#### SET EXERCISE
Please count the lines in the listing below that contain the word "ceiling", and reply with that number alone.

╭─ DATA FOR PROCESSING

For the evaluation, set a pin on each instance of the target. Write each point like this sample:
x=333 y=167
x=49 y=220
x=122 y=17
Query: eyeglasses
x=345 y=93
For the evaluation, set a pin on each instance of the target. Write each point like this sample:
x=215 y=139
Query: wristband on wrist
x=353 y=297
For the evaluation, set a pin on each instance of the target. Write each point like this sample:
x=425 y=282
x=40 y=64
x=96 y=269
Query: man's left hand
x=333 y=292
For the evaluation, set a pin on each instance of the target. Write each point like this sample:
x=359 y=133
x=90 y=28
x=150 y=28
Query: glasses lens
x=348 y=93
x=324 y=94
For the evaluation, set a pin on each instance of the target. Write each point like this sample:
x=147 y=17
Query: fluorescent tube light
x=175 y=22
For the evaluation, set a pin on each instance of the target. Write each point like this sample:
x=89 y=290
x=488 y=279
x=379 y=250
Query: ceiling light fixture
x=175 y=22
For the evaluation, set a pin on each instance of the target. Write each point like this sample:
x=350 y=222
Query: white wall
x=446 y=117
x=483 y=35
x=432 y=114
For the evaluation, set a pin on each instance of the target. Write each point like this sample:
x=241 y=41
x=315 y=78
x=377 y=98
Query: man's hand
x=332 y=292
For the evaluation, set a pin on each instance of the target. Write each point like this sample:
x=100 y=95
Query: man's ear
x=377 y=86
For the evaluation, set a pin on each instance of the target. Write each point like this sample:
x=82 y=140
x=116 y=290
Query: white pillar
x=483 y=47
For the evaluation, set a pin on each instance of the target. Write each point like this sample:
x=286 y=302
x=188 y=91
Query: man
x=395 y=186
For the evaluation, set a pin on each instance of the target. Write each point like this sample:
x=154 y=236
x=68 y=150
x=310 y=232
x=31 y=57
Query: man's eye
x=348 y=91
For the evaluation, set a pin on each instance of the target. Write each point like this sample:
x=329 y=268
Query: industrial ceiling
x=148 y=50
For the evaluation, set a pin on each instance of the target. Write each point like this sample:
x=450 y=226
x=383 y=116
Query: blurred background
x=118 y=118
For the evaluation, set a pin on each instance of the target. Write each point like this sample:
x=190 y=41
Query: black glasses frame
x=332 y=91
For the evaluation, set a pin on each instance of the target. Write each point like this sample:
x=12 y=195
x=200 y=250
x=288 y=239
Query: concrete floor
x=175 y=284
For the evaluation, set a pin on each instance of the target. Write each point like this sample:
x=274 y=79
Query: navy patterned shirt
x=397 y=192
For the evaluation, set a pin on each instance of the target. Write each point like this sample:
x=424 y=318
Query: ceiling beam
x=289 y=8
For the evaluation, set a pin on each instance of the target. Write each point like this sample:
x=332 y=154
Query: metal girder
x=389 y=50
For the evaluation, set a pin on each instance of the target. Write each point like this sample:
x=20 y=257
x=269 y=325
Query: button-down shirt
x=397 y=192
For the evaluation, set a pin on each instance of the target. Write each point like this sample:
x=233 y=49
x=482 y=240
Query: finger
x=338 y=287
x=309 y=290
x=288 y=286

╰─
╭─ DATA FOR PROCESSING

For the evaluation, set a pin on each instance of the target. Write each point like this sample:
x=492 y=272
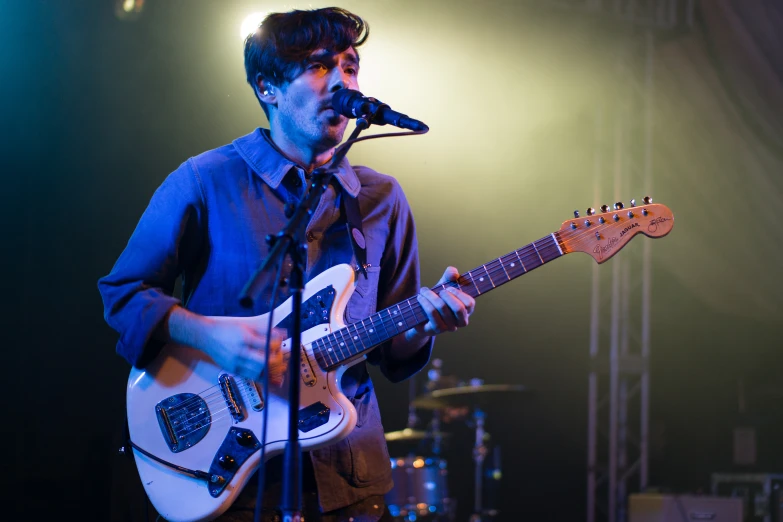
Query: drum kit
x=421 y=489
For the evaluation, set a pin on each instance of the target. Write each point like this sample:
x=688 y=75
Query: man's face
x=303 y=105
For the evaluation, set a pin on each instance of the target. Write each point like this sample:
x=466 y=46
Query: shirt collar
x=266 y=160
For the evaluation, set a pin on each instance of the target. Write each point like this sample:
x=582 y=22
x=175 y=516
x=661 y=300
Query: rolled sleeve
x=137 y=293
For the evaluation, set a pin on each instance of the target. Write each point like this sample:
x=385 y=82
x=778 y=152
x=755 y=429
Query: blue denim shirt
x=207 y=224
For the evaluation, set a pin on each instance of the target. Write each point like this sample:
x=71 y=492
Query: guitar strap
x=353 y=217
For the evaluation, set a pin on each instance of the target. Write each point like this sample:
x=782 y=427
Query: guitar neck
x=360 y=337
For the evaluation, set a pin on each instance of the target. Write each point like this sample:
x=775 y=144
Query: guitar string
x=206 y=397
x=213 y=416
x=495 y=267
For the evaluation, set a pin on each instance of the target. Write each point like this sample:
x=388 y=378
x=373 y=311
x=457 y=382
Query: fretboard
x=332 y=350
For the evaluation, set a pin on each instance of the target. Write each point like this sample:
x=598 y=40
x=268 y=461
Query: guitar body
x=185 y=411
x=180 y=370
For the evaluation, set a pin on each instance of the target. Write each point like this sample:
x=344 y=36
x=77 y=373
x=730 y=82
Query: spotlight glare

╰─

#### ANSWER BELOW
3